§ **GIVEN PASSAGE**:
────

Coast Guard can’t land its helicopters on NCH roof
IRISH Coast Guard helicopters will not be able to land on the elevated helipad at the new national children’s hospital.
The Coast Guard provides reserve support to the Air Corps, which is the primary provider of helicopter services to the National Ambulance Service.
Health Minister Simon Harris confirmed the Air Corps AgustaWestland AW139 helicopters can land on a raised landing site or the roof of a building which is designed and certified for such operations.
But the Irish Coast Guard provides reserve support to the National Ambulance Service when required through its Sikorsky S-92 search and rescue fleet.
“The Sikorsky S-92 helicopters are not licensed to land on helipads,” Mr Harris confirmed.
It means that for access to the St James’s campus, they will land in the Royal Hospital Kilmainham, “from which patients will be transferred in an ambulance by road, as is current practice”.
Mr Harris, who was replying to Irish Solidarity-People Before Profit TD Paul Murphy, said: “The majority of patient transfers to the existing three Dublin children’s hospitals are completed by road.
“There will be an elevated helipad at the new children’s hospital, which will have direct and rapid access to the critical care, theatre and emergency departments within the hospital.
“This enhanced direct and rapid access will improve clinical outcomes for the sickest children and young people.”
He said the helipad had been designed in close consultation with the National Ambulance Service Aeromedical Liaison Service, who is responsible for providing helicopter services to hospitals.

────

§ **DATA EXTRACT**:
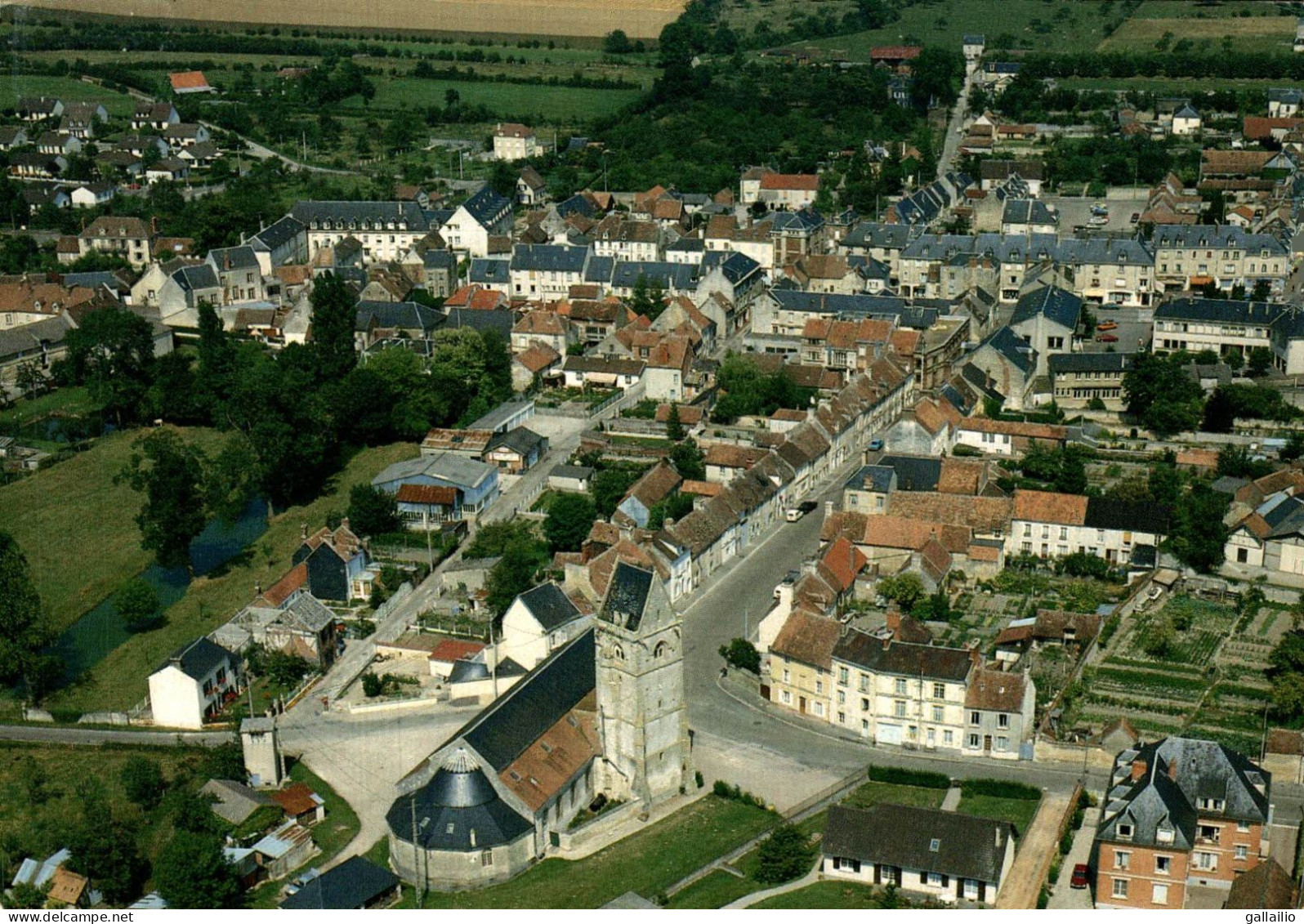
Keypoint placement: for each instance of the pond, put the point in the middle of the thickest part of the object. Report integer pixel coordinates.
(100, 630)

────

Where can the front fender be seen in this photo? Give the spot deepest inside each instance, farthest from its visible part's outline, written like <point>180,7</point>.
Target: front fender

────

§ **TASKS AND EXERCISES**:
A – From the article on the children's hospital helipad, list the departments that the elevated helipad will have direct and rapid access to.
B – Pick up the article on the children's hospital helipad after its last sentence and continue it.
The material above comes from a different source than the article.

§ **RESULTS FOR EACH TASK**:
A –
- Critical care
- Theatre
- Emergency

B –
The National Paediatric Hospital Development Board, responsible for the building, also consulted with the Irish Aviation Authority and the Air Corps, which is the primary provider of paediatric helicopter services to the National Ambulance Service.
It “advised that, when reviewing the alternatives with the Irish Aviation Authority and the Air Corps, they recommended against a ground helipad due to the constrained flight paths and obstacle clearance”.
“Use of elevated landing sites on the roof of hospitals is widespread in the UK and Europe and many of the recently completed paediatric hospitals have elevated helipads,” it said.
Meanwhile, the 60-bed modular unit at University Hospital Limerick, which it was feared would be delayed due to the construction cost overrun at the €1.4bn children’s hospital, is to go ahead.
Fine Gael Senator Kieran O’Donnell said the HSE “has instructed the hospital group to proceed with the development and to get the excavation works under way straight away”.
The hospital is the most overcrowded in the country, with 70 patients on trolleys on Wednesday.
The extra beds will not be ready on time for next winter and will not be ready until mid-2020.